# Dataset content:
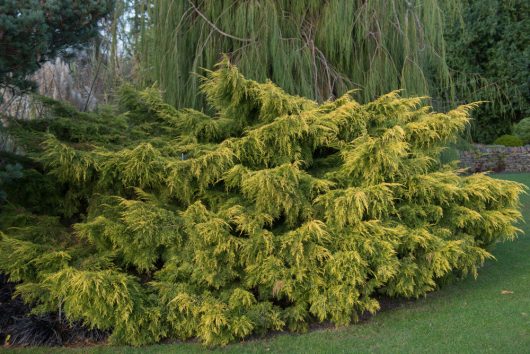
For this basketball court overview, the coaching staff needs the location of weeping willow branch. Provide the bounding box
[187,0,255,43]
[139,0,468,110]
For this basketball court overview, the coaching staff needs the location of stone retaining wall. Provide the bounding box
[459,144,530,172]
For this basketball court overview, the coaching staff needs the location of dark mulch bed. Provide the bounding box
[0,274,107,347]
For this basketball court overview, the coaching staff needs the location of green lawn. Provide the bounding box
[10,173,530,354]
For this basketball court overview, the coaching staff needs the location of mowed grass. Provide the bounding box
[10,173,530,354]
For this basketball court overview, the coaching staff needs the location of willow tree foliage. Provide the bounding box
[141,0,461,109]
[0,60,524,346]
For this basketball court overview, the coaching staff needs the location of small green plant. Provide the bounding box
[493,135,524,147]
[0,59,524,346]
[514,118,530,144]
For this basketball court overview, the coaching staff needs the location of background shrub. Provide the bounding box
[493,135,524,147]
[514,118,530,144]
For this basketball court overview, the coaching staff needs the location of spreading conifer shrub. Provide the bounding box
[0,59,524,346]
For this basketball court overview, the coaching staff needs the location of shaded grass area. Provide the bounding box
[10,173,530,354]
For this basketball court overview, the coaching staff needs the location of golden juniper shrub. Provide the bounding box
[0,58,525,346]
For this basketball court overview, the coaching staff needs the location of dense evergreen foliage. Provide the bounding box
[0,0,113,91]
[0,60,524,346]
[444,0,530,142]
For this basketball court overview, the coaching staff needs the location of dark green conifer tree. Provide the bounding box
[0,0,113,91]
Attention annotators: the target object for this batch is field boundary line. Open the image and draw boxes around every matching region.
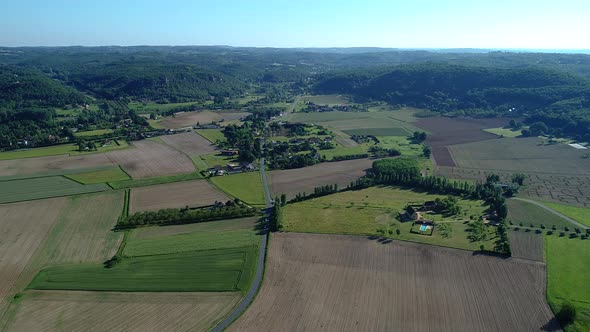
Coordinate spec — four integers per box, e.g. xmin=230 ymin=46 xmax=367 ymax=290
xmin=512 ymin=198 xmax=589 ymax=230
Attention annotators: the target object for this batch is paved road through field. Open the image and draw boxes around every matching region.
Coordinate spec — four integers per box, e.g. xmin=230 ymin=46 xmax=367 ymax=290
xmin=512 ymin=197 xmax=589 ymax=230
xmin=212 ymin=139 xmax=272 ymax=332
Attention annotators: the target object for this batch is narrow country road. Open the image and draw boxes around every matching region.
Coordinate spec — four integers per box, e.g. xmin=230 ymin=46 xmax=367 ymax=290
xmin=212 ymin=138 xmax=273 ymax=332
xmin=511 ymin=197 xmax=589 ymax=230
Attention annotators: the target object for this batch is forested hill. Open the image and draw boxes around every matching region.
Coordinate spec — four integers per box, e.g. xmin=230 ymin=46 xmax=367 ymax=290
xmin=315 ymin=64 xmax=590 ymax=139
xmin=0 ymin=66 xmax=88 ymax=109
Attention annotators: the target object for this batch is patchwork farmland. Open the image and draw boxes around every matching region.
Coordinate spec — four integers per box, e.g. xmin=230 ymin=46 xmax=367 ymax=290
xmin=230 ymin=233 xmax=557 ymax=331
xmin=269 ymin=158 xmax=373 ymax=199
xmin=158 ymin=111 xmax=244 ymax=129
xmin=0 ymin=154 xmax=115 ymax=178
xmin=129 ymin=179 xmax=231 ymax=212
xmin=107 ymin=140 xmax=195 ymax=178
xmin=0 ymin=176 xmax=109 ymax=204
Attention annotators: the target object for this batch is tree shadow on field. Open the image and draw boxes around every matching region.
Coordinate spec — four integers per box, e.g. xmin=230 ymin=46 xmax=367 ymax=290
xmin=367 ymin=236 xmax=393 ymax=244
xmin=540 ymin=317 xmax=561 ymax=331
xmin=253 ymin=217 xmax=267 ymax=235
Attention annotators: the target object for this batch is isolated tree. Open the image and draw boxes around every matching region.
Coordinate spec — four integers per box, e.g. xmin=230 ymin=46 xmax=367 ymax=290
xmin=529 ymin=122 xmax=548 ymax=136
xmin=280 ymin=194 xmax=287 ymax=206
xmin=556 ymin=302 xmax=576 ymax=327
xmin=511 ymin=173 xmax=526 ymax=185
xmin=423 ymin=145 xmax=432 ymax=158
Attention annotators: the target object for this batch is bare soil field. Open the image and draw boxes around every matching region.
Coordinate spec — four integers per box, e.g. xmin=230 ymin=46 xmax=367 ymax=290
xmin=415 ymin=117 xmax=508 ymax=167
xmin=449 ymin=137 xmax=590 ymax=175
xmin=509 ymin=230 xmax=545 ymax=262
xmin=108 ymin=140 xmax=195 ymax=178
xmin=0 ymin=198 xmax=68 ymax=318
xmin=130 ymin=179 xmax=230 ymax=212
xmin=160 ymin=131 xmax=217 ymax=156
xmin=159 ymin=111 xmax=245 ymax=129
xmin=0 ymin=154 xmax=115 ymax=177
xmin=436 ymin=166 xmax=590 ymax=207
xmin=231 ymin=233 xmax=557 ymax=332
xmin=269 ymin=158 xmax=373 ymax=199
xmin=4 ymin=290 xmax=241 ymax=332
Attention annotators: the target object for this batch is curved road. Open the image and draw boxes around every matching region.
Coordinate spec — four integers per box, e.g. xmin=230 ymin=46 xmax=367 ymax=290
xmin=212 ymin=141 xmax=273 ymax=332
xmin=511 ymin=197 xmax=588 ymax=230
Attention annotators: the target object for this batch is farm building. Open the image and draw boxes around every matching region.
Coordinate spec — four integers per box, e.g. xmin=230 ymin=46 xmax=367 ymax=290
xmin=399 ymin=206 xmax=418 ymax=222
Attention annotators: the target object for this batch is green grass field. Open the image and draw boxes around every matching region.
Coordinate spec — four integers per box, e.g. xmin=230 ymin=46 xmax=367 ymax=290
xmin=73 ymin=129 xmax=114 ymax=137
xmin=29 ymin=217 xmax=261 ymax=293
xmin=200 ymin=153 xmax=237 ymax=168
xmin=29 ymin=248 xmax=256 ymax=292
xmin=343 ymin=127 xmax=411 ymax=137
xmin=0 ymin=144 xmax=78 ymax=160
xmin=483 ymin=127 xmax=523 ymax=137
xmin=108 ymin=172 xmax=203 ymax=189
xmin=195 ymin=129 xmax=226 ymax=143
xmin=540 ymin=202 xmax=590 ymax=227
xmin=506 ymin=199 xmax=575 ymax=230
xmin=319 ymin=144 xmax=370 ymax=160
xmin=0 ymin=176 xmax=109 ymax=204
xmin=302 ymin=94 xmax=350 ymax=106
xmin=66 ymin=167 xmax=131 ymax=184
xmin=210 ymin=172 xmax=266 ymax=206
xmin=283 ymin=186 xmax=494 ymax=251
xmin=546 ymin=236 xmax=590 ymax=331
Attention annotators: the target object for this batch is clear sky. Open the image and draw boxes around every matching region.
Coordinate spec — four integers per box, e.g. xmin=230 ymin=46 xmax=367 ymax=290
xmin=1 ymin=0 xmax=589 ymax=49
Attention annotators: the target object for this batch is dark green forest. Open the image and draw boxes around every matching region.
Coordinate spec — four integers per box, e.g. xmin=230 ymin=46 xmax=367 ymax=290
xmin=1 ymin=46 xmax=590 ymax=149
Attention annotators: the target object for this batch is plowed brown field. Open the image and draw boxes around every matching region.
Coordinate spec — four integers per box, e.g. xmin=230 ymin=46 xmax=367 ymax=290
xmin=129 ymin=179 xmax=230 ymax=212
xmin=509 ymin=230 xmax=545 ymax=262
xmin=5 ymin=290 xmax=241 ymax=332
xmin=269 ymin=158 xmax=373 ymax=199
xmin=231 ymin=233 xmax=558 ymax=332
xmin=0 ymin=198 xmax=67 ymax=318
xmin=0 ymin=154 xmax=115 ymax=177
xmin=160 ymin=131 xmax=217 ymax=156
xmin=108 ymin=140 xmax=195 ymax=178
xmin=160 ymin=111 xmax=244 ymax=129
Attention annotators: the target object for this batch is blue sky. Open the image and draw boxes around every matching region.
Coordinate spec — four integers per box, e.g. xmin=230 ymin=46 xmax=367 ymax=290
xmin=1 ymin=0 xmax=589 ymax=49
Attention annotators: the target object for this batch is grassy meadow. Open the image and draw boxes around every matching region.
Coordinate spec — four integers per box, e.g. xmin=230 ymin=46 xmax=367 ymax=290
xmin=210 ymin=172 xmax=266 ymax=206
xmin=195 ymin=129 xmax=226 ymax=143
xmin=282 ymin=186 xmax=495 ymax=251
xmin=66 ymin=167 xmax=130 ymax=184
xmin=540 ymin=202 xmax=590 ymax=227
xmin=108 ymin=172 xmax=203 ymax=189
xmin=0 ymin=176 xmax=109 ymax=204
xmin=506 ymin=199 xmax=575 ymax=230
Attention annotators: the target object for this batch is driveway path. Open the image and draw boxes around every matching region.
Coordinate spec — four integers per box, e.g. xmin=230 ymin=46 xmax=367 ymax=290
xmin=212 ymin=140 xmax=272 ymax=331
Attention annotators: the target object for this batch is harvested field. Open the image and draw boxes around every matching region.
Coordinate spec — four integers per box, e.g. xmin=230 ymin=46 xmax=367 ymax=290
xmin=0 ymin=154 xmax=115 ymax=178
xmin=159 ymin=111 xmax=244 ymax=129
xmin=231 ymin=233 xmax=557 ymax=332
xmin=449 ymin=137 xmax=590 ymax=175
xmin=129 ymin=179 xmax=230 ymax=213
xmin=107 ymin=140 xmax=195 ymax=178
xmin=160 ymin=131 xmax=217 ymax=156
xmin=0 ymin=176 xmax=109 ymax=204
xmin=436 ymin=166 xmax=590 ymax=208
xmin=4 ymin=290 xmax=241 ymax=332
xmin=509 ymin=230 xmax=544 ymax=262
xmin=415 ymin=117 xmax=508 ymax=166
xmin=506 ymin=199 xmax=573 ymax=230
xmin=269 ymin=158 xmax=373 ymax=199
xmin=0 ymin=198 xmax=68 ymax=318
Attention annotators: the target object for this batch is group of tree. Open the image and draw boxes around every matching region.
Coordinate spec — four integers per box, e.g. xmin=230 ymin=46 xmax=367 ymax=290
xmin=269 ymin=197 xmax=283 ymax=232
xmin=77 ymin=139 xmax=97 ymax=151
xmin=329 ymin=153 xmax=369 ymax=161
xmin=411 ymin=131 xmax=427 ymax=143
xmin=289 ymin=184 xmax=339 ymax=203
xmin=222 ymin=123 xmax=261 ymax=162
xmin=368 ymin=145 xmax=401 ymax=158
xmin=117 ymin=205 xmax=257 ymax=229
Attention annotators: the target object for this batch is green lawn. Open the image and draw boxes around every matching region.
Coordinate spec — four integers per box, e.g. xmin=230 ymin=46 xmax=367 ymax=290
xmin=0 ymin=176 xmax=109 ymax=204
xmin=483 ymin=127 xmax=524 ymax=138
xmin=283 ymin=186 xmax=495 ymax=251
xmin=546 ymin=236 xmax=590 ymax=331
xmin=108 ymin=172 xmax=203 ymax=189
xmin=74 ymin=129 xmax=114 ymax=137
xmin=66 ymin=167 xmax=130 ymax=184
xmin=29 ymin=248 xmax=256 ymax=292
xmin=541 ymin=202 xmax=590 ymax=227
xmin=195 ymin=129 xmax=226 ymax=143
xmin=0 ymin=144 xmax=78 ymax=160
xmin=343 ymin=127 xmax=411 ymax=137
xmin=320 ymin=144 xmax=370 ymax=160
xmin=210 ymin=172 xmax=266 ymax=206
xmin=200 ymin=153 xmax=237 ymax=168
xmin=507 ymin=199 xmax=575 ymax=230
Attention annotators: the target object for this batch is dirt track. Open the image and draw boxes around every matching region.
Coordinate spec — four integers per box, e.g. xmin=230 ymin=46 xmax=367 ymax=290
xmin=230 ymin=233 xmax=558 ymax=332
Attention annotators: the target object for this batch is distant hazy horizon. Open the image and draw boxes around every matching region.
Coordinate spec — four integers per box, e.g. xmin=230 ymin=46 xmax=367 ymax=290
xmin=1 ymin=0 xmax=589 ymax=49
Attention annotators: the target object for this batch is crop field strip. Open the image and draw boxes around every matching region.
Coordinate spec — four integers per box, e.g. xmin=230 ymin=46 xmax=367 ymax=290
xmin=65 ymin=167 xmax=130 ymax=184
xmin=129 ymin=179 xmax=230 ymax=213
xmin=107 ymin=139 xmax=195 ymax=178
xmin=4 ymin=290 xmax=241 ymax=332
xmin=269 ymin=158 xmax=373 ymax=199
xmin=0 ymin=176 xmax=109 ymax=204
xmin=0 ymin=153 xmax=116 ymax=177
xmin=436 ymin=165 xmax=590 ymax=207
xmin=160 ymin=131 xmax=217 ymax=156
xmin=158 ymin=111 xmax=245 ymax=129
xmin=231 ymin=233 xmax=557 ymax=331
xmin=0 ymin=197 xmax=68 ymax=319
xmin=209 ymin=172 xmax=266 ymax=206
xmin=508 ymin=231 xmax=544 ymax=262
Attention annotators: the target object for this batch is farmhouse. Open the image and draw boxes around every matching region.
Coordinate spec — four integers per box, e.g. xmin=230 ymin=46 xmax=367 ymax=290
xmin=227 ymin=163 xmax=241 ymax=172
xmin=399 ymin=206 xmax=418 ymax=222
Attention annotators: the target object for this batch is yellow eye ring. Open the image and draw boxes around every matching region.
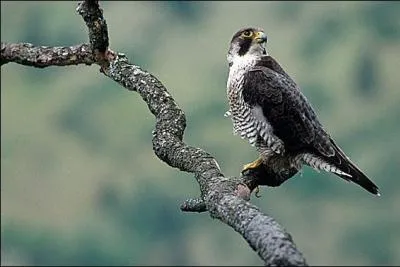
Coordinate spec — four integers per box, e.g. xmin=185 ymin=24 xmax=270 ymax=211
xmin=242 ymin=30 xmax=253 ymax=38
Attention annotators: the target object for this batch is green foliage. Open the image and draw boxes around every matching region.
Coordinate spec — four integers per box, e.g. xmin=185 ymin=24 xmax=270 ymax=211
xmin=1 ymin=2 xmax=400 ymax=266
xmin=160 ymin=1 xmax=206 ymax=23
xmin=301 ymin=17 xmax=344 ymax=61
xmin=355 ymin=50 xmax=378 ymax=96
xmin=56 ymin=85 xmax=117 ymax=153
xmin=342 ymin=220 xmax=397 ymax=265
xmin=363 ymin=2 xmax=400 ymax=41
xmin=2 ymin=223 xmax=131 ymax=265
xmin=273 ymin=2 xmax=305 ymax=22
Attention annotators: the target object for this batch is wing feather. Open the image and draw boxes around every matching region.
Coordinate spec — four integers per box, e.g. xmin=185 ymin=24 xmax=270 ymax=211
xmin=242 ymin=56 xmax=334 ymax=157
xmin=240 ymin=56 xmax=379 ymax=195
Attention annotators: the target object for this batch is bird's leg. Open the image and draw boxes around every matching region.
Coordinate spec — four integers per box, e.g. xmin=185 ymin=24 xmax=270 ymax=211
xmin=242 ymin=157 xmax=263 ymax=172
xmin=242 ymin=157 xmax=263 ymax=198
xmin=242 ymin=157 xmax=263 ymax=197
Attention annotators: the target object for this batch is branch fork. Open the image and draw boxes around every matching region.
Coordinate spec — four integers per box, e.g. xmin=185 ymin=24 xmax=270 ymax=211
xmin=1 ymin=1 xmax=307 ymax=265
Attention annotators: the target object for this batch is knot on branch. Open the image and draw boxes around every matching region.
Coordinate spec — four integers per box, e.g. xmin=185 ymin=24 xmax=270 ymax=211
xmin=236 ymin=183 xmax=251 ymax=201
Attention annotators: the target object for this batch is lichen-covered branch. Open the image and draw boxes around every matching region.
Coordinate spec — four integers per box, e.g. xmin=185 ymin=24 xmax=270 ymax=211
xmin=0 ymin=1 xmax=307 ymax=265
xmin=180 ymin=198 xmax=207 ymax=212
xmin=76 ymin=0 xmax=109 ymax=66
xmin=1 ymin=42 xmax=94 ymax=67
xmin=99 ymin=53 xmax=306 ymax=265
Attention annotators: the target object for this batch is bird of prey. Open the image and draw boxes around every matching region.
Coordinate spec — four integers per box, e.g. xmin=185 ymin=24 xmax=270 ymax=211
xmin=225 ymin=27 xmax=380 ymax=195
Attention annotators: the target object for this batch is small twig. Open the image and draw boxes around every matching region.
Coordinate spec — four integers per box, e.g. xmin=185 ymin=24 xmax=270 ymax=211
xmin=180 ymin=198 xmax=207 ymax=212
xmin=76 ymin=0 xmax=109 ymax=66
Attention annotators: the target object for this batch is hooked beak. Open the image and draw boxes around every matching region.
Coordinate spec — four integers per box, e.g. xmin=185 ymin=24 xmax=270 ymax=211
xmin=254 ymin=31 xmax=267 ymax=44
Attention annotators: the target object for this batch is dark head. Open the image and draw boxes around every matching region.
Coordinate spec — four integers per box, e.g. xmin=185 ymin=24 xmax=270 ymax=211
xmin=227 ymin=27 xmax=268 ymax=64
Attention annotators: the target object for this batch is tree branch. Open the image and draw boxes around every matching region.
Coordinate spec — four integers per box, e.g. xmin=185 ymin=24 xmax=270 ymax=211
xmin=0 ymin=1 xmax=307 ymax=265
xmin=1 ymin=42 xmax=94 ymax=67
xmin=76 ymin=0 xmax=109 ymax=66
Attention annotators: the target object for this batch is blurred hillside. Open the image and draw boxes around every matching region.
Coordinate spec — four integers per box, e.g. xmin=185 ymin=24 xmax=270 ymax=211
xmin=1 ymin=1 xmax=400 ymax=266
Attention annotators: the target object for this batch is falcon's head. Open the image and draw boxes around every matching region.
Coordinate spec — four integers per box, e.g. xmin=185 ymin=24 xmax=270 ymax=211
xmin=227 ymin=27 xmax=268 ymax=65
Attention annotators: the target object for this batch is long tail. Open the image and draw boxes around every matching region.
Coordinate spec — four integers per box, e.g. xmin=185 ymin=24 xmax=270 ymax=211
xmin=325 ymin=138 xmax=380 ymax=196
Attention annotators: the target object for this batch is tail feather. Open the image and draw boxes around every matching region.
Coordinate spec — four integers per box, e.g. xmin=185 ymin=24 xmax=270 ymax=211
xmin=327 ymin=138 xmax=380 ymax=196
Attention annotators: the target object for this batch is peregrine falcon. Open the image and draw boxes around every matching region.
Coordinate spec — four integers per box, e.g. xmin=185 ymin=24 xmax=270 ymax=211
xmin=225 ymin=27 xmax=380 ymax=195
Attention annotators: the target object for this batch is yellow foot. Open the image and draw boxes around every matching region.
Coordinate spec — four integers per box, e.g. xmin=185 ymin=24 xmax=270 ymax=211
xmin=242 ymin=157 xmax=263 ymax=197
xmin=242 ymin=157 xmax=263 ymax=172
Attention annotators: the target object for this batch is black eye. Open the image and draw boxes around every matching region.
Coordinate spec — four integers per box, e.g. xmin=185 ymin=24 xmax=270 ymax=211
xmin=242 ymin=30 xmax=252 ymax=38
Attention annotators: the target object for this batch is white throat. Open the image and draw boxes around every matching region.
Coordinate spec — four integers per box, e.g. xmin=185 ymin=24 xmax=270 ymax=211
xmin=227 ymin=54 xmax=259 ymax=93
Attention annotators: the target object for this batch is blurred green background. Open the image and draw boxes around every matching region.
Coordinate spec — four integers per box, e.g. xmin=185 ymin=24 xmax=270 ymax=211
xmin=1 ymin=1 xmax=400 ymax=265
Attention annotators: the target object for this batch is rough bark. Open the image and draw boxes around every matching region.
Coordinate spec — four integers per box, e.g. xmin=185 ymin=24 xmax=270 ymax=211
xmin=0 ymin=1 xmax=307 ymax=266
xmin=1 ymin=43 xmax=94 ymax=67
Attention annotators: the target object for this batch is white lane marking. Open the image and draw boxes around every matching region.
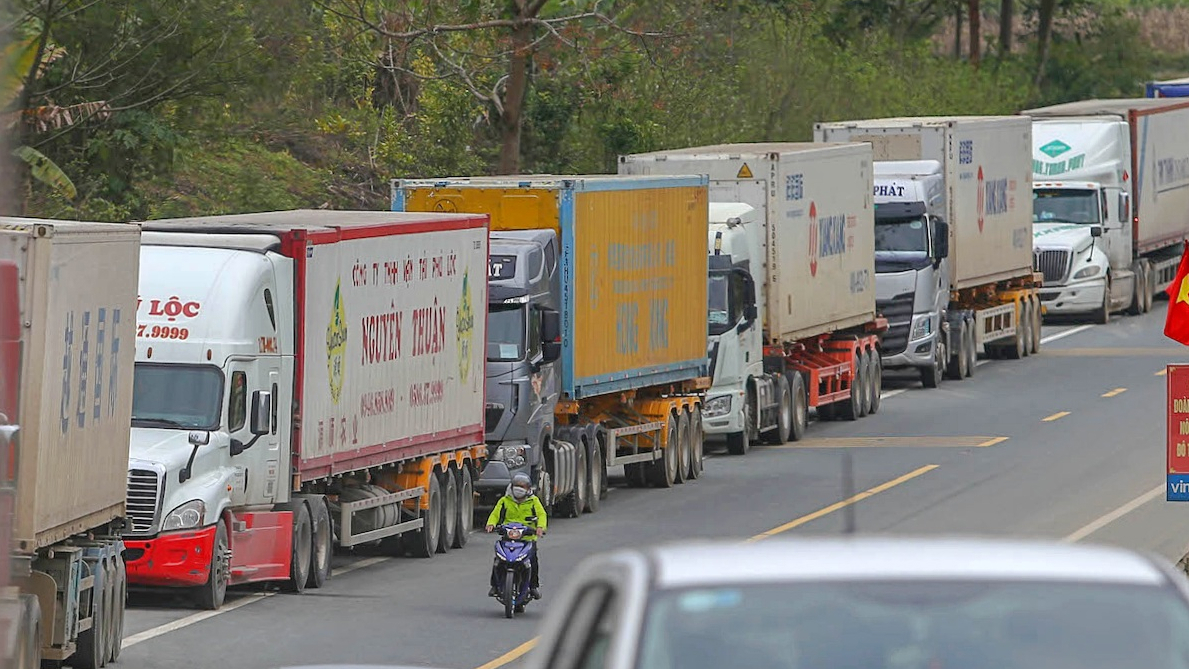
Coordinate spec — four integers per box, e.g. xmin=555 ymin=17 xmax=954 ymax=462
xmin=1063 ymin=484 xmax=1164 ymax=543
xmin=121 ymin=556 xmax=396 ymax=646
xmin=1040 ymin=324 xmax=1095 ymax=345
xmin=122 ymin=592 xmax=276 ymax=649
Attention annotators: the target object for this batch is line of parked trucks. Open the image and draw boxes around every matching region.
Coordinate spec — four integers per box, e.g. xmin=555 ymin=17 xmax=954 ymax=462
xmin=1 ymin=95 xmax=1188 ymax=668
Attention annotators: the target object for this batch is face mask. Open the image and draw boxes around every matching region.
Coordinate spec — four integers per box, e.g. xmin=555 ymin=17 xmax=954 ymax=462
xmin=512 ymin=486 xmax=529 ymax=500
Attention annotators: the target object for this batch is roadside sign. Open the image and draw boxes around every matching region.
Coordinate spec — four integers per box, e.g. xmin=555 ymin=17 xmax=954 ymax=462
xmin=1168 ymin=364 xmax=1189 ymax=500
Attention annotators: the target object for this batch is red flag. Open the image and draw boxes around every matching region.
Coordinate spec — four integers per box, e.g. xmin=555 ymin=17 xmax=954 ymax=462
xmin=1165 ymin=242 xmax=1189 ymax=345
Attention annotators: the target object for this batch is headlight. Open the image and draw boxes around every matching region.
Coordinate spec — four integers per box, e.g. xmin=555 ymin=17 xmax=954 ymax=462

# Activity:
Copy out every line above where "feather" is present.

# Response area:
Attention annotators: the target object for this batch is wing feather. Open the image and draw boxes around every matching region.
Attention annotators: the target object for this batch is tail feather. Open the image and draw boxes around every matching region.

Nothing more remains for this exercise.